### Written instruction
Write out, word for word, every line from the one containing "[point] every instance of the line" through the last line of the records below, both ends included.

[Items listed in a dataset]

..........

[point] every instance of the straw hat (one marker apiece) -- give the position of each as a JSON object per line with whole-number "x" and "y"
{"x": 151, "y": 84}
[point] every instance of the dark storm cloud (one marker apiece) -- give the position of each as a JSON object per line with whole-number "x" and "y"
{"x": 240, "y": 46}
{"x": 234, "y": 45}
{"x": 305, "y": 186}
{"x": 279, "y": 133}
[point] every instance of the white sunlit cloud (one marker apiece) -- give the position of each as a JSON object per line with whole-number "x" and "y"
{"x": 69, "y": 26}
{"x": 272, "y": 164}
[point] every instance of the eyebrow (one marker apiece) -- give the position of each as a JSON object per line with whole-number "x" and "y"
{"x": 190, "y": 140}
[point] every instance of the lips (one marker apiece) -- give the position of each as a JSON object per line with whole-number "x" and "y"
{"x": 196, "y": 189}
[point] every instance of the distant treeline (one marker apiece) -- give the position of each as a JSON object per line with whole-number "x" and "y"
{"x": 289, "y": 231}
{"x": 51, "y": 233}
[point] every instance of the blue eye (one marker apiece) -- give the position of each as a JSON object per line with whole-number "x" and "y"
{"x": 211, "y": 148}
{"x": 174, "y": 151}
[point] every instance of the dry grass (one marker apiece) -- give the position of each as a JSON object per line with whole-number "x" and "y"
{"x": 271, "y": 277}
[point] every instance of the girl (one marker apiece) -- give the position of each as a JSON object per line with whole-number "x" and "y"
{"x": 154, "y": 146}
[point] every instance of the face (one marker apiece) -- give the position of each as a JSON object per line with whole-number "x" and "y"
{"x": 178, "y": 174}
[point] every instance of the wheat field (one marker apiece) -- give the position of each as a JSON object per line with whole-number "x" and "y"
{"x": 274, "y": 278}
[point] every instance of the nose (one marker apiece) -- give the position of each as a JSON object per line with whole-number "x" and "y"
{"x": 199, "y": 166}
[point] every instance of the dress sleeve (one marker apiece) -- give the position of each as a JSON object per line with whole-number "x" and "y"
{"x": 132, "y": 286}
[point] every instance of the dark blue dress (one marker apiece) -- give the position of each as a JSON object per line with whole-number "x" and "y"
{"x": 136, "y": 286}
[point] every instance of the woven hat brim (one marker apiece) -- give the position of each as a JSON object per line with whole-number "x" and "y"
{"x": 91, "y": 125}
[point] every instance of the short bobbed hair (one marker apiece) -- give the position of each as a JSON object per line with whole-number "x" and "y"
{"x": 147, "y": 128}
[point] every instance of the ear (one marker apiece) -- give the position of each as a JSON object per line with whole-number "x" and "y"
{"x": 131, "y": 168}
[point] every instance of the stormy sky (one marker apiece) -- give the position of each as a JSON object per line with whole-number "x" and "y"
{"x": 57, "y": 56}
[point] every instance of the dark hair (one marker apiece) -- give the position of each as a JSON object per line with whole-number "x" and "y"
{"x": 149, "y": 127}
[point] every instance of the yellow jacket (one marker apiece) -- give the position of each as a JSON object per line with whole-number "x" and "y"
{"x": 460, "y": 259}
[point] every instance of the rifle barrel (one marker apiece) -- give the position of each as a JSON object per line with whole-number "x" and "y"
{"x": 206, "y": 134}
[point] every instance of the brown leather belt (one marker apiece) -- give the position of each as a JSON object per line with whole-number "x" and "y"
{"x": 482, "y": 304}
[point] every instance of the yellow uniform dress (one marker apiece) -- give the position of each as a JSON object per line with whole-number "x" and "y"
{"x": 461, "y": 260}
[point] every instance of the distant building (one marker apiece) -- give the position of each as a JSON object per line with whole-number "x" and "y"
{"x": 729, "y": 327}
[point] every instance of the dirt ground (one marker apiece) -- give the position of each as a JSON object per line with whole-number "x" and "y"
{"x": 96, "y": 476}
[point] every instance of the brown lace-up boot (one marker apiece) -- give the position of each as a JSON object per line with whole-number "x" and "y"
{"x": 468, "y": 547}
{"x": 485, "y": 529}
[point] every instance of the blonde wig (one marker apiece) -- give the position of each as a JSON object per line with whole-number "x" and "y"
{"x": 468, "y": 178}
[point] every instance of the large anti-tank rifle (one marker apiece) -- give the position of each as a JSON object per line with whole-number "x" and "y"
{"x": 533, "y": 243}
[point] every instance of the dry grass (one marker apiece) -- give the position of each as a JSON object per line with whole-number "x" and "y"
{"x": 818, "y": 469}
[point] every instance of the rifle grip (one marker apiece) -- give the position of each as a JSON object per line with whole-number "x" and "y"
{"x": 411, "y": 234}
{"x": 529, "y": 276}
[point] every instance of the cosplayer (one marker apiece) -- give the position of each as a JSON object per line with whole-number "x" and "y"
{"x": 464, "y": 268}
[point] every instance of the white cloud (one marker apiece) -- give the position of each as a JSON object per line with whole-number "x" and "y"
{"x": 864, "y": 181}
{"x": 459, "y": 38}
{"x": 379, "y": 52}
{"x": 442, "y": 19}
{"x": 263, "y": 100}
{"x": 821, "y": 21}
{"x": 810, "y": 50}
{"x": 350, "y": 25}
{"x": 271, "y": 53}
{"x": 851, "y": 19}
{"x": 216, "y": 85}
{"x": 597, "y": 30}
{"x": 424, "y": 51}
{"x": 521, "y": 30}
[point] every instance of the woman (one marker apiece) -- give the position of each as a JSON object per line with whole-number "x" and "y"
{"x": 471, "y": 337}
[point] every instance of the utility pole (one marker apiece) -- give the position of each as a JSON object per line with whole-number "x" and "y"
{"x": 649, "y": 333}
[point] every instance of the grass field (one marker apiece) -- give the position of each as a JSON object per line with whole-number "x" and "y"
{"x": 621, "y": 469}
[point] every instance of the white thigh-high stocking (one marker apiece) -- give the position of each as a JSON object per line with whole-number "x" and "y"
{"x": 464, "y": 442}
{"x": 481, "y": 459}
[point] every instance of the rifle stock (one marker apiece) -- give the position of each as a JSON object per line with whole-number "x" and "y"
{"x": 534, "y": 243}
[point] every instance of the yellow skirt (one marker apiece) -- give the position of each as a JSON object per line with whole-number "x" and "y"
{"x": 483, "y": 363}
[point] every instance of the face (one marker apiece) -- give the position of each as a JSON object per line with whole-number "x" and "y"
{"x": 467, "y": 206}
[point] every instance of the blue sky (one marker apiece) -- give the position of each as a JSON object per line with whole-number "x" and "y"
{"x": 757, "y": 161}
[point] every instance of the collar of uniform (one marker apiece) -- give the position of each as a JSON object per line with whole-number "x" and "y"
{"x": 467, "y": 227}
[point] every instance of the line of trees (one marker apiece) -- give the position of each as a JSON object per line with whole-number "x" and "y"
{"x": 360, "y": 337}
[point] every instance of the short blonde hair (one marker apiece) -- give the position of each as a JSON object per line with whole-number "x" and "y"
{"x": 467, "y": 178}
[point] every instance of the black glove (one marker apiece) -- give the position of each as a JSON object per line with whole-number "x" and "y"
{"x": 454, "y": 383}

..........

### Output of the task
[point] every instance of the line of trees (one marker apiece) -- give the position of each as a JSON object per line with whole-number "x" and "y"
{"x": 360, "y": 337}
[point] every instance of the short blonde hair (one marker apiece) -- give the position of each as a JSON object per line with whole-number "x" and "y"
{"x": 467, "y": 178}
[point] every instance of the black glove (one marker apiece) -- give the position of each as a JSON object per line with whole-number "x" and "y"
{"x": 454, "y": 383}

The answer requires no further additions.